> Problem statement
Return the listing below unchanged, minus its pictures.

> Dataset excerpts
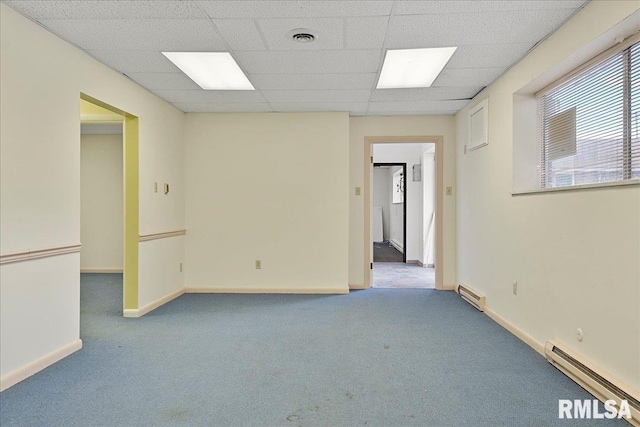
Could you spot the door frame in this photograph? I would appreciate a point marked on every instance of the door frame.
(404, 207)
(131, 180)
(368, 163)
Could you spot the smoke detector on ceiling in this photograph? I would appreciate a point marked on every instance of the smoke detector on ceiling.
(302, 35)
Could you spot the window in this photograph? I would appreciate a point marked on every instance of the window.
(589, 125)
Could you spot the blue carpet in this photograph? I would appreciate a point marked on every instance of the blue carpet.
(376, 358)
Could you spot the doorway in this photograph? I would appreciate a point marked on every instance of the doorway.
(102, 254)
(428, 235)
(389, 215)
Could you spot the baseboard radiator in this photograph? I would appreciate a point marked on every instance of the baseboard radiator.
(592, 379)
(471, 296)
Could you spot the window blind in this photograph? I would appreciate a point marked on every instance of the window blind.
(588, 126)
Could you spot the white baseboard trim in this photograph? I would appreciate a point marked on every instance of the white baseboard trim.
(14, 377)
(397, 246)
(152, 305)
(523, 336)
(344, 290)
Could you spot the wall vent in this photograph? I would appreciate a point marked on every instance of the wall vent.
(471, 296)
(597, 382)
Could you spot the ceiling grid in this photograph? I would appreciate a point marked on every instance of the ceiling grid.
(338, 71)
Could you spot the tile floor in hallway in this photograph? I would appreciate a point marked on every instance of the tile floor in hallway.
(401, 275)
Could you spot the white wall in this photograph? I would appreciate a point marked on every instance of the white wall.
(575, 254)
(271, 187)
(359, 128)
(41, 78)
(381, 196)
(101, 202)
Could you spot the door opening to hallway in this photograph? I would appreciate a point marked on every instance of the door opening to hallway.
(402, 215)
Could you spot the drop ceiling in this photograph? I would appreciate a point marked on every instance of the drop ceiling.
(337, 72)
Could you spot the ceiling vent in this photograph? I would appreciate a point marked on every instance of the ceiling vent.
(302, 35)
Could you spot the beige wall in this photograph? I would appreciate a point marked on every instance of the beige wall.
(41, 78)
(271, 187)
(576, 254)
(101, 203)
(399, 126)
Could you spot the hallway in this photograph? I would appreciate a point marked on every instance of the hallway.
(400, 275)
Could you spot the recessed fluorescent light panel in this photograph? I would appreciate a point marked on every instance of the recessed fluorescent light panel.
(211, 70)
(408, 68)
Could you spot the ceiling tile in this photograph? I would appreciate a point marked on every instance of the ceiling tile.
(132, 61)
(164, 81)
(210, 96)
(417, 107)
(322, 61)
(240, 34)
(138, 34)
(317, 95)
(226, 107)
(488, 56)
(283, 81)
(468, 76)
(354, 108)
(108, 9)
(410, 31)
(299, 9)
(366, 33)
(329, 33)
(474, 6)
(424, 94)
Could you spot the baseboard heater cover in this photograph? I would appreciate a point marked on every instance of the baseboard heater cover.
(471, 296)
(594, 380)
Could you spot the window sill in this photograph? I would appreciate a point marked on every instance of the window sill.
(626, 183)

> Solution
Could you spot the door frame in this photograph? I would appreciate a point marked on every instance of the door frame.
(404, 207)
(131, 180)
(368, 163)
Could you spot the smoke detector on ceiling in this photograph? I would appreciate a point marked on every instance of the smoke detector on ceiling.
(302, 35)
Could you spot the window in this photograph? I would appreciate a point marked on every instance of the window.
(589, 125)
Could you spot the blue carpet in this photograph? I would appreciate a point marked on every instance of the blue carpet.
(376, 358)
Could you spot the doorway in this photograph? I would appreciate a point marked on every instance of the doorway.
(102, 254)
(428, 235)
(389, 215)
Could you spot the baseboard radiator in this photograph? I would appreciate a point marked on every instance of the baseboard radiator.
(592, 379)
(471, 296)
Could you spot the window blind in this photograph? I would appreciate a point marked on every instance of the window blind.
(588, 126)
Could you spot the white baseboard trim in this photograph? I would appreciate a point marked on every instance of the white baseboard trim.
(14, 377)
(397, 246)
(152, 305)
(523, 336)
(344, 290)
Could you spot the wall vent in this photograph? I would appreciate a point marked on every instance of the wall vent.
(471, 296)
(597, 382)
Could you spot the ceiling grid in this photograph? I would appreciate a point marked on every instance of the ceiling grid.
(338, 71)
Could you spot the tile floor in hallway in this photograph? I would appreciate a point marked on every instance of the tile floor in hallway.
(401, 275)
Could you spot the white wall in this photograph? I would appreciate a point marked on every instance of the white wall.
(575, 254)
(271, 187)
(359, 128)
(41, 78)
(381, 196)
(101, 202)
Could you spot the door opening to hallway in this photograph? I would appreciate a point marked on every instance of the door opening to hallway.
(402, 215)
Could you spot the drop ceiling in this photograph? I would appreciate a point marked on every instance of the drop ceiling.
(337, 72)
Could you spot the ceiling vent in this photograph? I would appreciate a point marked on every instance of the ceiling vent.
(302, 35)
Could you spot the beige wall in this photograph? I would appreciate a point marked on every instance of the beige wall.
(41, 78)
(271, 187)
(576, 254)
(101, 203)
(399, 126)
Could you spot the hallway in this photograph? I would appreciate a point marked on every instance of the hallway.
(400, 275)
Could you spot the recessed fluorescent light panel in this photograph? I would appreciate a point marked on every instance of the recessed fluorescent light panel.
(211, 70)
(408, 68)
Could you spot the ceiling tile in this photograph? I would appreciate a point marked on every instance of the ceiling tile.
(132, 61)
(164, 81)
(210, 96)
(417, 107)
(322, 61)
(240, 34)
(138, 34)
(317, 95)
(226, 107)
(488, 56)
(283, 81)
(468, 76)
(354, 108)
(108, 9)
(410, 31)
(299, 9)
(366, 33)
(329, 33)
(474, 6)
(424, 94)
Could you spot the baseboard heater cover in this photograph? I would appreciate a point marked on every instance of the baseboard heater cover.
(471, 296)
(594, 380)
Could you spot the window sill in this photograph? I would appreciate a point marked on every instance of the window sill.
(626, 183)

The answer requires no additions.